_WHAT YOU NEED TO DO:_ Extract every line of the records that contains the string "target".

_INPUT:_
_ _ _ _ _ _ _

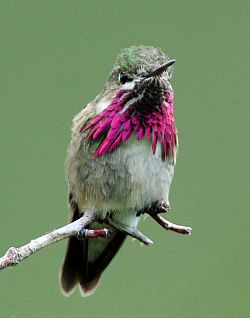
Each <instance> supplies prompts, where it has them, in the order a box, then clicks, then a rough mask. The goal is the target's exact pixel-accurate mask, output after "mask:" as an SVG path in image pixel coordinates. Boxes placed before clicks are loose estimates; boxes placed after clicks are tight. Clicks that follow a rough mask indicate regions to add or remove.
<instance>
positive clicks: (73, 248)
mask: <svg viewBox="0 0 250 318" xmlns="http://www.w3.org/2000/svg"><path fill="white" fill-rule="evenodd" d="M70 209H71V215H72V216H71V222H73V221H75V220H77V219H78V218H79V217H80V212H79V209H78V206H77V204H75V202H74V201H73V200H71V202H70ZM95 224H96V223H95ZM100 226H101V225H100ZM112 232H113V233H112V236H111V238H110V239H92V240H99V243H100V240H103V243H104V244H103V249H101V250H100V251H99V252H98V255H97V257H96V258H95V259H94V261H90V259H89V251H88V250H89V248H95V244H94V243H92V242H91V244H89V239H86V240H78V239H77V238H75V237H71V238H70V239H69V241H68V246H67V251H66V255H65V259H64V263H63V265H62V269H61V287H62V291H63V293H64V294H65V295H70V294H71V293H72V291H73V289H74V287H75V285H76V284H77V283H79V284H80V287H81V291H82V295H83V296H89V295H91V294H93V293H94V291H95V290H96V288H97V286H98V282H99V280H100V278H101V273H102V272H103V271H104V270H105V268H106V267H107V266H108V264H109V263H110V262H111V260H112V259H113V257H114V256H115V254H116V253H117V252H118V250H119V248H120V247H121V245H122V243H123V242H124V240H125V238H126V234H124V233H121V232H118V231H116V230H115V229H113V228H112ZM107 240H108V241H107ZM93 242H94V241H93Z"/></svg>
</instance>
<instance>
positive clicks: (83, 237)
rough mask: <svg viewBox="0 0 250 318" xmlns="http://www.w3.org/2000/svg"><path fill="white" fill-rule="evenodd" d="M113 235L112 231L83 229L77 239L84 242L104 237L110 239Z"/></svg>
mask: <svg viewBox="0 0 250 318" xmlns="http://www.w3.org/2000/svg"><path fill="white" fill-rule="evenodd" d="M111 235H112V231H111V230H110V229H91V230H90V229H86V228H84V227H82V228H81V229H80V231H79V232H78V233H77V238H78V239H79V240H83V239H86V238H97V237H104V238H109V237H110V236H111Z"/></svg>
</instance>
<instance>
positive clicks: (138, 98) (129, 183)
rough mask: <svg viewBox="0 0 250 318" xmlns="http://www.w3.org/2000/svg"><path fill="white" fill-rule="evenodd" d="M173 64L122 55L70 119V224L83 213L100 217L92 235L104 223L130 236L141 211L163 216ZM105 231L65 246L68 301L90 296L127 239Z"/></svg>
mask: <svg viewBox="0 0 250 318" xmlns="http://www.w3.org/2000/svg"><path fill="white" fill-rule="evenodd" d="M174 62H175V60H170V59H169V57H168V56H167V55H166V54H164V53H163V52H162V51H161V50H160V49H157V48H154V47H150V46H143V45H141V46H132V47H130V48H126V49H123V50H122V51H121V53H120V54H119V55H118V57H117V60H116V63H115V65H114V68H113V70H112V71H111V73H110V75H109V77H108V79H107V82H106V84H105V85H104V88H103V90H102V91H101V93H100V94H99V95H97V97H96V98H95V99H94V100H93V101H91V102H90V103H89V104H88V105H87V106H86V107H84V108H83V110H82V111H81V112H80V113H79V114H77V115H76V116H75V118H74V120H73V128H72V139H71V142H70V145H69V148H68V153H67V160H66V166H67V178H68V183H69V206H70V221H71V222H72V221H74V220H77V219H78V218H80V217H81V215H82V213H84V211H85V210H86V209H88V210H93V211H95V212H96V213H98V216H99V221H98V222H94V223H92V224H91V225H90V226H89V228H90V229H95V228H102V227H104V225H105V227H107V224H103V223H102V221H103V222H104V223H105V219H109V220H112V222H114V224H118V225H119V224H120V225H121V226H123V227H124V228H127V229H128V231H129V229H136V228H137V225H138V222H139V219H140V215H141V214H142V213H143V211H148V210H150V209H151V208H152V209H153V210H156V211H157V213H158V212H160V211H161V212H162V211H164V210H165V209H166V210H167V209H168V206H169V198H168V196H169V189H170V184H171V181H172V178H173V174H174V165H175V159H176V152H177V146H178V142H177V131H176V127H175V123H174V113H173V96H174V93H173V89H172V86H171V84H170V78H171V72H172V65H173V64H174ZM108 228H110V229H112V235H111V237H110V238H98V239H83V240H79V239H77V238H75V237H72V238H70V239H69V242H68V248H67V252H66V256H65V260H64V263H63V266H62V269H61V286H62V290H63V291H64V292H65V293H66V294H67V293H68V294H70V292H72V291H73V289H74V287H75V285H77V284H79V285H80V288H81V291H82V293H83V295H85V296H87V295H90V294H92V293H93V292H94V291H95V289H96V287H97V285H98V282H99V280H100V276H101V273H102V272H103V271H104V270H105V268H106V267H107V265H108V264H109V263H110V261H111V260H112V258H113V257H114V256H115V254H116V253H117V251H118V250H119V248H120V247H121V245H122V243H123V242H124V240H125V238H126V236H127V235H126V233H124V231H123V232H122V231H120V230H119V226H118V227H113V226H111V225H108Z"/></svg>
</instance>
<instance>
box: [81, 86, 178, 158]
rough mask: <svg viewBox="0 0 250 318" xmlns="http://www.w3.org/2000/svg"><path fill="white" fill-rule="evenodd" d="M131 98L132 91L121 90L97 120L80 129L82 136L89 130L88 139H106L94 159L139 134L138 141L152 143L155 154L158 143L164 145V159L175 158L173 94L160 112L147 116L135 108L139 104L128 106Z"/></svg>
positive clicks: (164, 102) (100, 144)
mask: <svg viewBox="0 0 250 318" xmlns="http://www.w3.org/2000/svg"><path fill="white" fill-rule="evenodd" d="M131 98H133V97H132V95H131V92H130V91H127V90H120V91H118V93H117V94H116V96H115V97H114V98H113V100H112V102H111V104H110V105H109V106H108V107H107V108H106V109H105V110H104V111H102V112H101V113H100V114H99V115H98V116H97V117H96V118H95V119H94V120H92V121H91V122H90V123H88V124H87V125H84V126H83V127H82V128H81V132H82V133H83V132H86V131H87V130H89V133H88V135H87V137H86V140H97V139H98V138H99V137H103V136H105V137H104V139H103V138H102V139H101V141H100V144H99V146H98V148H97V150H96V151H95V153H94V157H100V156H103V155H105V154H106V153H107V152H112V151H114V150H115V149H117V148H118V147H119V146H120V144H121V143H122V142H125V141H126V140H128V139H129V138H130V136H131V135H132V133H133V132H135V133H136V137H137V139H138V140H141V139H142V138H143V137H144V136H146V138H147V139H148V140H149V141H150V140H151V142H152V152H153V154H155V151H156V146H157V143H158V142H159V143H160V144H162V157H163V159H164V160H166V159H167V158H168V157H173V156H174V148H175V146H176V128H175V124H174V109H173V99H174V94H173V92H172V91H168V92H167V96H166V102H165V101H162V103H161V105H160V107H159V110H158V111H156V110H155V111H152V112H148V113H146V114H145V112H144V113H142V112H141V110H140V109H138V108H137V107H136V106H137V105H136V101H135V102H134V103H132V104H130V105H129V107H128V108H126V107H125V106H126V104H127V103H128V102H129V101H130V100H131ZM137 103H138V102H137Z"/></svg>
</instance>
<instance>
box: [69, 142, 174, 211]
mask: <svg viewBox="0 0 250 318" xmlns="http://www.w3.org/2000/svg"><path fill="white" fill-rule="evenodd" d="M73 146H76V145H72V147H73ZM76 148H78V151H77V152H76V153H74V150H73V151H72V150H70V149H69V155H68V179H69V185H70V191H72V192H73V195H74V196H75V198H76V199H77V202H78V205H79V208H80V209H84V208H93V209H97V210H98V211H100V212H101V213H102V214H103V215H104V216H105V214H106V213H107V212H110V211H113V212H115V213H118V214H119V213H129V214H130V213H132V214H133V215H134V213H135V211H137V210H140V209H142V208H143V207H145V206H147V205H150V204H151V203H152V202H155V201H161V200H163V201H164V202H167V203H168V194H169V188H170V184H171V180H172V177H173V173H174V166H173V164H171V163H170V162H168V161H164V162H163V161H162V159H161V149H160V146H159V148H157V150H156V154H155V155H153V153H152V150H151V145H150V143H149V142H148V141H147V140H146V139H145V138H144V139H143V140H141V141H137V140H136V139H135V138H130V140H128V141H127V142H126V143H124V144H122V145H120V146H119V148H118V149H117V150H116V151H114V152H112V153H110V154H106V155H104V156H103V157H99V158H93V157H92V151H91V149H86V148H85V147H84V146H81V147H76ZM125 211H127V212H125ZM129 211H130V212H129Z"/></svg>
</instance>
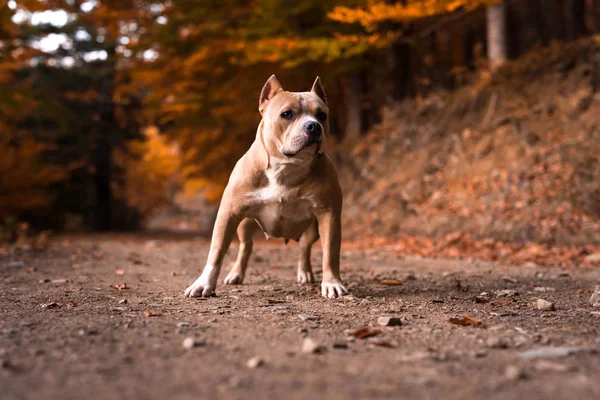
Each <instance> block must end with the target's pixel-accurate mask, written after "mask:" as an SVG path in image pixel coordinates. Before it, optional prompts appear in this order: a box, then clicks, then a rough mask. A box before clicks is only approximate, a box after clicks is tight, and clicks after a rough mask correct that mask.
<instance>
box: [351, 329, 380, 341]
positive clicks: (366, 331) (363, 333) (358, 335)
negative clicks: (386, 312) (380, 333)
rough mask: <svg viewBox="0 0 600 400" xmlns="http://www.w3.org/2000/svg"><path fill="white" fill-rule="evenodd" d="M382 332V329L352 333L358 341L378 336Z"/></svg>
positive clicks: (367, 330)
mask: <svg viewBox="0 0 600 400" xmlns="http://www.w3.org/2000/svg"><path fill="white" fill-rule="evenodd" d="M381 332H382V330H381V329H372V328H362V329H359V330H357V331H354V332H353V333H352V336H354V337H355V338H357V339H366V338H368V337H372V336H377V335H379V334H380V333H381Z"/></svg>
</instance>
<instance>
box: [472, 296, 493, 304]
mask: <svg viewBox="0 0 600 400" xmlns="http://www.w3.org/2000/svg"><path fill="white" fill-rule="evenodd" d="M489 302H490V300H489V299H488V298H485V297H484V296H475V303H481V304H485V303H489Z"/></svg>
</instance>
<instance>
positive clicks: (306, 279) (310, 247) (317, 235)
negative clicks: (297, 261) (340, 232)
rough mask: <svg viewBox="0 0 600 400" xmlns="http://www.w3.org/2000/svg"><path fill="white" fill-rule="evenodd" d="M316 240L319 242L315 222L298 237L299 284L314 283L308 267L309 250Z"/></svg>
mask: <svg viewBox="0 0 600 400" xmlns="http://www.w3.org/2000/svg"><path fill="white" fill-rule="evenodd" d="M317 240H319V229H318V227H317V221H316V220H315V221H314V222H313V223H312V224H310V226H309V227H308V229H307V230H306V231H305V232H304V233H303V234H302V236H301V237H300V260H299V261H298V282H300V283H313V282H314V281H315V277H314V276H313V273H312V267H311V265H310V250H311V247H312V245H313V243H314V242H316V241H317Z"/></svg>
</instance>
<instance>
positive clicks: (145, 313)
mask: <svg viewBox="0 0 600 400" xmlns="http://www.w3.org/2000/svg"><path fill="white" fill-rule="evenodd" d="M161 315H162V312H160V311H158V310H148V311H144V317H160V316H161Z"/></svg>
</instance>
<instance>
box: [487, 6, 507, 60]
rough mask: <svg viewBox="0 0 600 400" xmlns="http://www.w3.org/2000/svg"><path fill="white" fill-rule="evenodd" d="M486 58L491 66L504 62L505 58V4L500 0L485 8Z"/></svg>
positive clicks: (505, 32)
mask: <svg viewBox="0 0 600 400" xmlns="http://www.w3.org/2000/svg"><path fill="white" fill-rule="evenodd" d="M487 48H488V60H489V61H490V66H491V67H492V68H497V67H499V66H500V65H502V64H504V62H505V61H506V58H507V54H508V51H507V46H506V5H505V4H504V2H500V3H498V4H496V5H494V6H488V8H487Z"/></svg>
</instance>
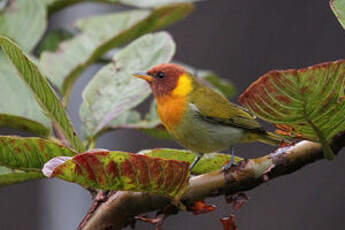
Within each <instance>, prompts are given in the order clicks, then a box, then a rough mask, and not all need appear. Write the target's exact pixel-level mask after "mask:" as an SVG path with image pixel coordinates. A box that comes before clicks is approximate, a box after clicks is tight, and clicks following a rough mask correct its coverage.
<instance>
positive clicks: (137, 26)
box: [40, 4, 193, 105]
mask: <svg viewBox="0 0 345 230" xmlns="http://www.w3.org/2000/svg"><path fill="white" fill-rule="evenodd" d="M192 10H193V5H191V4H177V5H173V6H166V7H162V8H159V9H155V10H153V11H149V10H135V11H126V12H122V13H115V14H108V15H101V16H95V17H90V18H86V19H81V20H79V21H77V23H76V25H77V27H78V29H80V30H81V33H80V34H78V35H77V36H75V37H74V38H73V39H71V40H68V41H66V42H63V43H61V45H60V46H59V49H58V51H57V52H54V53H51V52H44V53H43V54H42V55H41V58H40V69H41V70H42V71H43V73H45V74H46V75H47V76H48V78H49V80H51V82H53V83H54V84H55V85H56V86H57V87H58V88H59V89H60V90H61V92H62V94H63V95H64V104H65V105H67V104H68V97H69V94H70V91H71V88H72V86H73V84H74V82H75V81H76V80H77V78H78V77H79V76H80V73H82V72H83V71H84V70H85V69H86V67H87V66H88V65H90V64H91V63H93V62H94V61H96V60H97V59H99V58H100V57H101V56H102V55H103V54H104V53H106V52H107V51H108V50H109V49H112V48H115V47H118V46H121V45H124V44H125V43H127V42H129V41H131V40H133V39H135V38H138V37H140V36H141V35H143V34H145V33H149V32H152V31H154V30H158V29H160V28H162V27H165V26H168V25H170V24H172V23H174V22H176V21H178V20H181V19H182V18H184V17H185V16H187V15H188V14H189V13H190V12H191V11H192ZM99 25H102V26H99ZM52 63H53V64H52Z"/></svg>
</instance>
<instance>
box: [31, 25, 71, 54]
mask: <svg viewBox="0 0 345 230" xmlns="http://www.w3.org/2000/svg"><path fill="white" fill-rule="evenodd" d="M72 37H73V34H72V33H71V32H69V31H67V30H63V29H57V30H52V31H50V32H49V33H48V35H47V36H46V37H45V39H44V40H43V42H42V43H41V44H40V46H39V49H38V53H39V54H41V53H42V52H43V51H51V52H54V51H57V50H58V48H59V44H60V43H61V42H63V41H65V40H68V39H71V38H72Z"/></svg>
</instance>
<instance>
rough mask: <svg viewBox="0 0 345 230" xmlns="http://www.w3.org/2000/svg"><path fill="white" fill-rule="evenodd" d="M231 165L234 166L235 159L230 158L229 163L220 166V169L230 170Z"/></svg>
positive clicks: (231, 166)
mask: <svg viewBox="0 0 345 230" xmlns="http://www.w3.org/2000/svg"><path fill="white" fill-rule="evenodd" d="M233 165H234V166H236V165H237V163H236V162H235V161H232V160H231V161H230V162H229V163H227V164H226V165H225V166H224V167H223V168H222V170H223V171H225V172H227V171H229V170H230V168H231V167H232V166H233Z"/></svg>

_ _ _ _ _ _ _

_ANSWER FOR THE TASK:_
Each <instance> supplies prompts, where it has them, in the order a box, then clicks, then a rough mask. The goal is the target's exact pixel-accurate mask, output after "mask:" as an SVG path in image pixel coordinates. Boxes placed before clicks are loose estimates; boxes placed after clicks are tight. Clicks that follow a rough mask indicate regions to add or remove.
Each <instance> block must end with the target's pixel-accurate mask, written after "mask:" as an SVG path in image pixel coordinates. Before it, optional prompts appear in this order: a box, then clicks, then a rough mask. A box before clicks is only approximate, a box after clicks is tight, and clicks after a rough mask correct that mask.
Within each <instance>, prompts are given in the order clicks, then a box, then a rough mask, and not all need appear. Write the target's exact pixel-level mask after "mask:" as an SVG path with image pixel coordinates. A box that comes before clicks is approximate, a box after clicks is tight, and clicks following a rough mask correct its coverage.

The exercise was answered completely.